- _Required tasks_:
**A.** Answer these questions using the Fitzpatrick post below, one answer per line with the same markers:
(i) In what year did the Court of Appeal decide Fitzpatrick?
(ii) Which Labor Code section did Fitzpatrick interpret?
(iii) What two things did applicant attorneys ask the Supreme Court to do with the Court of Appeal decision?
**B.** Write the next paragraph of the Fitzpatrick post below, picking up after its final sentence and keeping its casual voice.

--- Exercise text ---

Alrighty, dear readers, I know, I know – no one likes to walk into work on a Monday morning and be floored by such crazy news, but reports of the Supreme Court declining earlier Fitzpatrick challenges have been exaggerated, apparently.
Fitzpatrick, which was a 2018 Court of Appeal decision holding Labor Code section 4662 allows permanent total disability only through the combination of rating strings or through statutory presumptions, was a great victory for the defense. No longer could applicants claim “well, man, you know… he’s like, pretty disabled, so let’s do the 100% thing, ok?” Fitzpatrick required actual rating strings to 100% or the loss of both eyes, both hands, etc., as per Labor Code section 4662.
In January or so, the Supreme Court declined efforts by applicant attorneys to de-publish the Court of Appeal decision or to reverse it.

--- The data ---

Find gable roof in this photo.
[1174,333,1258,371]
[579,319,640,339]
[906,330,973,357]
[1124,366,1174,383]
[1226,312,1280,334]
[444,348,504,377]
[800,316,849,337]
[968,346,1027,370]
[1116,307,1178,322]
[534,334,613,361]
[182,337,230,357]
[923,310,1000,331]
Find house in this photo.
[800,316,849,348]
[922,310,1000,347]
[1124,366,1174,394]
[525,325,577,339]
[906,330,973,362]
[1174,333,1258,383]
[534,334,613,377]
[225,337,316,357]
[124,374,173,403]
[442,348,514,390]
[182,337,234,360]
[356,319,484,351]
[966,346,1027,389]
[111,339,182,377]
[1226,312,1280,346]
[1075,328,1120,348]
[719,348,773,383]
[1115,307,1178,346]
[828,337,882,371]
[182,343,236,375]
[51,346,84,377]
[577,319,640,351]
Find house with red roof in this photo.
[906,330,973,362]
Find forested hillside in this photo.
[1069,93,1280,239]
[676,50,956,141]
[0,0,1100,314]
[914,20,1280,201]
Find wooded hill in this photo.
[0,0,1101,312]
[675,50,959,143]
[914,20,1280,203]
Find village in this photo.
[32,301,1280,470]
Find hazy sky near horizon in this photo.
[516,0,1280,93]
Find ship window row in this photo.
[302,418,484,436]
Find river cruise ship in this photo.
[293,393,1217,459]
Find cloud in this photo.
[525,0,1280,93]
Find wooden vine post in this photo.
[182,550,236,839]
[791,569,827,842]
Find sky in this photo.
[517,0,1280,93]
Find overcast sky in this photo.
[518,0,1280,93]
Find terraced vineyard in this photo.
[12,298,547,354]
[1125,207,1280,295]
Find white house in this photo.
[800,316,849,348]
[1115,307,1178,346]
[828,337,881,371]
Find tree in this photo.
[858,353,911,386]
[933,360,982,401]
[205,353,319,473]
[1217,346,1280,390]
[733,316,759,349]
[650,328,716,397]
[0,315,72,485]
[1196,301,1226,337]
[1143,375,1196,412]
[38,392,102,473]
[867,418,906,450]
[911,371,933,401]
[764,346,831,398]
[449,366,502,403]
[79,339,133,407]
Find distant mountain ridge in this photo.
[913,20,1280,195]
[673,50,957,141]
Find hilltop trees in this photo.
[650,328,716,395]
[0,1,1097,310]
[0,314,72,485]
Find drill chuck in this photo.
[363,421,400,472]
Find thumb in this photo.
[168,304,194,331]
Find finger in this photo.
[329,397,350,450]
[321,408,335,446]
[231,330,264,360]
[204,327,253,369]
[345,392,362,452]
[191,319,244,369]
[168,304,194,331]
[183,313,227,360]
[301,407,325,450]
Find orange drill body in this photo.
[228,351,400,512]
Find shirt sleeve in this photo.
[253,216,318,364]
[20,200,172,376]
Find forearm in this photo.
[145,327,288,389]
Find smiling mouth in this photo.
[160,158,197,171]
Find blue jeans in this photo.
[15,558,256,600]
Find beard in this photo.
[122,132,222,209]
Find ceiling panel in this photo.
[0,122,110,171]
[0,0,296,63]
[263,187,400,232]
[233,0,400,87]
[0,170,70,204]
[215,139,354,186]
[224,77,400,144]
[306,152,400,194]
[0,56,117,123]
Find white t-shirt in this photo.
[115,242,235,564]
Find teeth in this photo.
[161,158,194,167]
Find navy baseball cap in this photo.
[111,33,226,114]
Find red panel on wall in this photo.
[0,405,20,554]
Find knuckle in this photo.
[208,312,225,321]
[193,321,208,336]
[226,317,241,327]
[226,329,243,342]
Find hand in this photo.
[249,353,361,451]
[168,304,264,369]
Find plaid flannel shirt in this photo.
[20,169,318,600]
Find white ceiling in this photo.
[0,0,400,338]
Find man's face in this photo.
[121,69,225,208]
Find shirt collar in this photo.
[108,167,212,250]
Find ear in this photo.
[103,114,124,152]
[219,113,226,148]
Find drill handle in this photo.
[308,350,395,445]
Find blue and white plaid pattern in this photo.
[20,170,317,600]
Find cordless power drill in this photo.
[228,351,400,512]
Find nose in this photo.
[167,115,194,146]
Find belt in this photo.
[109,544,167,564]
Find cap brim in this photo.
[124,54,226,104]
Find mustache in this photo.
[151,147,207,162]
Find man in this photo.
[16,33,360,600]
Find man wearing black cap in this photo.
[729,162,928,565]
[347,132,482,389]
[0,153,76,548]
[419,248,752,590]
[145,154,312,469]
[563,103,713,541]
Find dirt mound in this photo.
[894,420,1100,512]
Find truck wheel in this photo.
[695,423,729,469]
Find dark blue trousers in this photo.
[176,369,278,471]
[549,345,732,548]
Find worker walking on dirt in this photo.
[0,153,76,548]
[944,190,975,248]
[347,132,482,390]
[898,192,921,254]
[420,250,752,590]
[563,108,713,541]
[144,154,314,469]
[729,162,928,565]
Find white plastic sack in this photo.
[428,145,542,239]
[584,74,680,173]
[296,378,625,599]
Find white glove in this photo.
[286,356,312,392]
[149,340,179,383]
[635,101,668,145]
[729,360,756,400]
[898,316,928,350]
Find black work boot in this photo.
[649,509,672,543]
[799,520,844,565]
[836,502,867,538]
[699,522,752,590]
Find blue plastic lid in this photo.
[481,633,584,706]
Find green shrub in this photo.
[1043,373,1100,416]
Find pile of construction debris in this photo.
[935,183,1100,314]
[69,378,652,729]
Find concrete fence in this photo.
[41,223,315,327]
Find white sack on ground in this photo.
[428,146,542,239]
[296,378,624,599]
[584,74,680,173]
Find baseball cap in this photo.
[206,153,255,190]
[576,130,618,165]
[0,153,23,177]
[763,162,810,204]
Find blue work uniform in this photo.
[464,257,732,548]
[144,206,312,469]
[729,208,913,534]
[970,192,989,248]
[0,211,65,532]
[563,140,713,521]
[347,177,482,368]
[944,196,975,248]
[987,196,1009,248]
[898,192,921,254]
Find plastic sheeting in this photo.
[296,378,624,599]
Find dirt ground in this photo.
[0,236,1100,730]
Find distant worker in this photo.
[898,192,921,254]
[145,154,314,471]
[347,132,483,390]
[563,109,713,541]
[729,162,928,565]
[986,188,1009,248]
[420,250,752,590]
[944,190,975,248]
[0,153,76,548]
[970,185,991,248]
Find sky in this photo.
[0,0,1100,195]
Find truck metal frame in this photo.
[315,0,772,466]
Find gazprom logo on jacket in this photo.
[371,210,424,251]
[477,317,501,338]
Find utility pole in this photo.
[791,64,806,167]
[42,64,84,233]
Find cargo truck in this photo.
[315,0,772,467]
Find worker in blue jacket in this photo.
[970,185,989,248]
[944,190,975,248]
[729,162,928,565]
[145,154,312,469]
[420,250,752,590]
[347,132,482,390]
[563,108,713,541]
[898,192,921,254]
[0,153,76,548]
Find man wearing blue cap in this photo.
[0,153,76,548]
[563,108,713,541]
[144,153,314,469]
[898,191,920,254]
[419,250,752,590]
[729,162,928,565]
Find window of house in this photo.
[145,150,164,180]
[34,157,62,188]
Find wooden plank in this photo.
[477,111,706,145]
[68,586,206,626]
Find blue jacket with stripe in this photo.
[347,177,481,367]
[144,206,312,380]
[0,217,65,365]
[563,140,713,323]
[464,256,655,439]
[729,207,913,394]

---

- _Answers to the tasks_:
**A.**
(i) 2018
(ii) Labor Code section 4662
(iii) De-publish it or reverse it

**B.**
However… SOMETHING has happened and the Supreme Court issued a new opinion, made available online late Friday night. You can read the text here, although there does not appear to be an explanation of procedural regularities that allow the Supreme Court to make such a sweeping change.
“We find that our prior ruling may have been made in haste. After further review, there can only be one, clear interpretation of Labor Code section 4662, when read in the context of the California Constitution’s requirement to provide substantial justice in all cases expeditiously.
That is, of course, that once an injury has been accepted or proven as industrial, an injured worker is presumed to be permanently and totally disabled. The burden then shifts to the defendant to show that the effect of the injury is less than 100%. This burden of rebuttal may be made by factual or medical evidence.”
Shockingly, the Supreme Court’s opinion appears to be unanimous.
This will certainly present opportunities to parties to challenge the constitutionality of this interpretation and the workers’ compensation system in general through arguments rooted in due process and precedent.
In the meantime, employers and insurers should take aggressive positions early on in cases to help rebut this statutory presumption of permanent total disability. Aside from sub rosa and diligent discovery into past medical history, defendants should also careful research online for participation in any customs of yearly deception and hoaxes.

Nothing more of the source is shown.